BEGIN TEXT PROVIDED
Ryan Dean, another band member indicted for felony hazing, told detectives that he yelled into Champion's ear, "Come on, push through." A woman was holding Champion back as fists rained down on him.

Keon Hollis went with Champion to the bus for the "crossing over." He told police that took a shot of alcohol before heading for the bus.

"It was really dark on the bus," he told detectives. "I couldn't really make out faces, but I know it was a lot of people."

When asked to explain the process, Hollis said, "Basically, get on the bus and you have to take your shirt off and you basically have to make it from the front of the bus to the back of the bus." Hollis told the detective that the goal is to "just get through it as quick as you can."

"They was using hands, straps, think [I] saw a comb," later described as a large plastic orange comb, he said. Hollis said they used drum sticks and kicks as well.

At the end of the ordeal, Hollis walked back to the front of the bus, through applause and "hooting and hollering" from his band mates. When he got outside the bus, he threw up.
END TEXT PROVIDED
BEGIN SOURCE MATERIAL
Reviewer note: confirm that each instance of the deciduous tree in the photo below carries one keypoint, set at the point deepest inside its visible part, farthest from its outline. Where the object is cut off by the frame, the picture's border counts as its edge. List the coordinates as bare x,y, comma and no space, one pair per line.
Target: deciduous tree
END SOURCE MATERIAL
→ WHAT THE TASK ASKS: From the hazing account above, write out the passage word for word, starting with "Keon Hollis went" and going on through "kicks as well.".

→ ANSWER SECTION:
Keon Hollis went with Champion to the bus for the "crossing over." He told police that took a shot of alcohol before heading for the bus.

"It was really dark on the bus," he told detectives. "I couldn't really make out faces, but I know it was a lot of people."

When asked to explain the process, Hollis said, "Basically, get on the bus and you have to take your shirt off and you basically have to make it from the front of the bus to the back of the bus." Hollis told the detective that the goal is to "just get through it as quick as you can."

"They was using hands, straps, think [I] saw a comb," later described as a large plastic orange comb, he said. Hollis said they used drum sticks and kicks as well.